*DOCUMENT:*
▽

March Madness: Can FGCU spark Cinderella magic again?

  Can the first 15 seed to reach the Sweet Sixteen make history again by becoming the first 16 seed to advance.

 DAYTON, Ohio – Somewhere, it has to happen. Sometime. By someone.

Yo, Florida Gulf Coast Eagles. Nice 31-point plastering of Fairleigh Dickinson Tuesday night to open the NCAA Tournament. But now you’re in the danger zone, No. 16 seed vs. No. 1, and everyone knows the No. 1 seed’s record, right?

"Yeah. Undefeated," guard Zach Johnson said, smiling in the face of peril, or in this case in the face of mighty North Carolina. Thursday. In Raleigh, a short drive from Roy Williams’ office.

"We’ve been hearing about it this whole time," said Marc-Eddy Norelia, who put 20 points and 10 rebounds on Fairleigh Dickinson.

In case anyone needs a reminder, it’s 124-0. Or 0-124, depending upon your perspective.

It has to change sooner or later, right? Right? There has been a lot of turbulence this season up the food chain in college basketball. Many bluebloods stumbling.

"If it’s going to happen," Norelia said, "it’s going to happen this year."

Florida Gulf Coast looked confident and hot Tuesday night, just good enough to make people wonder if the Eagles might be up to it. Well, except for the 18 turnovers and 58.8 percent free throw shooting, which they absolutely cannot have Thursday night, if they don’t want to be run out of the premises and into the parking lot.

First Four: FGCU cruises past Fairleigh Dickinson
Still, the theory stands. Someone has to do it, sooner or later.

"Why not us?" Florida Gulf Coast coach Joe Dooley said, walking down the ramp toward his locker room

The Eagles have shocked the world before, becoming the first No. 15 seed to ever get to the Sweet 16, in 2013. Those two weeks got Andy Enfield the coaching job at USC, and sent the school’s marketing efforts into the stratosphere.

What can March mean, if the news is this good? Florida Gulf Coast’s fund raising the year leading up to the Sweet 16 was $14 million. Three years later, it’s $30 million. The enrollment the fall before the Sweet 16 was 13,442. By the next fall, it was up to 14,074. By the past fall, 14,824.

Imagine what breaking the No. 16 barrier would mean.

△

*DATA FOR THE TASK:*

▽

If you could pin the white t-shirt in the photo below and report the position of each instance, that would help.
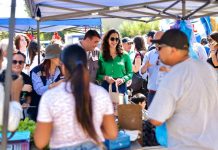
(187, 99)
(201, 52)
(15, 111)
(58, 106)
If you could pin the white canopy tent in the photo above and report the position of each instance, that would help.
(128, 9)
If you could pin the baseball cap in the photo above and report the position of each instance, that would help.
(151, 34)
(52, 51)
(126, 40)
(174, 38)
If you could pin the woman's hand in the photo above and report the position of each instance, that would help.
(27, 87)
(119, 81)
(109, 79)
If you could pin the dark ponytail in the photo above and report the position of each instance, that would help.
(75, 61)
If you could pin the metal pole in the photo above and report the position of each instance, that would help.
(183, 8)
(8, 76)
(38, 40)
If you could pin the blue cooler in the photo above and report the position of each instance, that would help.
(122, 141)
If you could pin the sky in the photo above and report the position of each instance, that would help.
(6, 9)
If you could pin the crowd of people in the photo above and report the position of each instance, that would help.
(67, 93)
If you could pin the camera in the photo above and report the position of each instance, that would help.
(2, 76)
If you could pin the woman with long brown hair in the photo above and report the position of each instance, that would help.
(76, 114)
(115, 66)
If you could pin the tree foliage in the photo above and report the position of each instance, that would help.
(4, 35)
(133, 28)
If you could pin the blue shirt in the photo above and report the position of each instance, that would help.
(153, 73)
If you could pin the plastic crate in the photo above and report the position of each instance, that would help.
(19, 141)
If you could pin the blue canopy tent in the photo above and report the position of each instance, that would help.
(28, 24)
(45, 10)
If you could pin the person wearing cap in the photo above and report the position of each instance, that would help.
(15, 109)
(45, 76)
(153, 70)
(204, 42)
(127, 46)
(187, 97)
(150, 36)
(90, 43)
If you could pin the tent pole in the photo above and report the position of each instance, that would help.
(183, 8)
(101, 31)
(38, 40)
(8, 76)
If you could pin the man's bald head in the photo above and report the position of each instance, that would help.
(158, 35)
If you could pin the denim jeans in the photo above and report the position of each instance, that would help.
(83, 146)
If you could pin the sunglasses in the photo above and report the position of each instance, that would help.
(159, 47)
(114, 39)
(20, 62)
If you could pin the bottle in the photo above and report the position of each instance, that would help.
(23, 98)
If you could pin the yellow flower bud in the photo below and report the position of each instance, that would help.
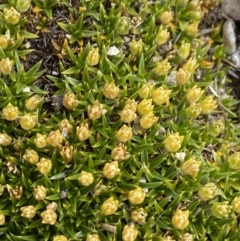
(5, 40)
(11, 15)
(162, 36)
(145, 91)
(191, 167)
(40, 193)
(208, 191)
(5, 139)
(70, 101)
(184, 50)
(31, 156)
(161, 96)
(83, 132)
(128, 115)
(85, 178)
(208, 105)
(173, 142)
(23, 5)
(236, 204)
(216, 128)
(49, 217)
(109, 206)
(66, 152)
(40, 141)
(124, 134)
(2, 219)
(93, 237)
(180, 219)
(28, 211)
(60, 238)
(194, 94)
(54, 138)
(33, 102)
(162, 68)
(136, 196)
(110, 91)
(110, 170)
(136, 47)
(166, 17)
(193, 111)
(44, 166)
(28, 121)
(95, 111)
(120, 153)
(139, 216)
(148, 120)
(10, 112)
(234, 161)
(93, 57)
(182, 76)
(220, 209)
(145, 107)
(129, 233)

△

*PROBLEM SET:*
1. Translate this sentence from the article into Spanish: "Imagine what breaking the No. 16 barrier would mean."
2. In the rows, from the line with "If you could pin the blue shirt" through the end of the rows, switch "photo" to "image" and give those lines again without the pictures.
The article and the rows are unrelated material.

*WORKED SOLUTIONS:*
1. Imagina lo que significaría romper la barrera del número 16.

2.
If you could pin the blue shirt in the image above and report the position of each instance, that would help.
(153, 73)
If you could pin the plastic crate in the image above and report the position of each instance, that would help.
(19, 141)
If you could pin the blue canopy tent in the image above and report the position of each instance, that would help.
(28, 24)
(45, 10)
If you could pin the person wearing cap in the image above and report the position of each instance, that would help.
(15, 109)
(45, 76)
(153, 70)
(204, 42)
(127, 46)
(187, 97)
(150, 36)
(90, 43)
If you could pin the tent pole in the image above and report the position of each instance, that would help.
(183, 8)
(101, 31)
(38, 40)
(8, 76)
If you could pin the man's bald head in the image above and report the position of each instance, that would help.
(158, 35)
If you could pin the denim jeans in the image above and report the position of each instance, that would help.
(83, 146)
If you could pin the sunglasses in the image above and report the position of each instance, that would help.
(159, 47)
(114, 39)
(20, 62)
If you could pin the bottle in the image above and report the position of each instance, that would help.
(23, 98)
If you could pin the yellow flower bud in the image below and report the position of each instance, that would help.
(5, 40)
(11, 15)
(162, 36)
(145, 91)
(191, 167)
(40, 193)
(208, 191)
(5, 139)
(70, 101)
(184, 50)
(31, 156)
(161, 96)
(83, 132)
(128, 115)
(85, 178)
(208, 105)
(173, 142)
(23, 5)
(236, 204)
(216, 128)
(49, 217)
(109, 206)
(66, 152)
(40, 141)
(124, 134)
(2, 219)
(93, 237)
(180, 219)
(28, 211)
(60, 238)
(194, 94)
(54, 138)
(33, 102)
(162, 68)
(136, 196)
(110, 91)
(110, 170)
(136, 47)
(166, 17)
(193, 111)
(44, 166)
(28, 121)
(95, 111)
(120, 153)
(139, 216)
(148, 120)
(10, 112)
(234, 161)
(93, 57)
(182, 76)
(220, 209)
(145, 107)
(129, 233)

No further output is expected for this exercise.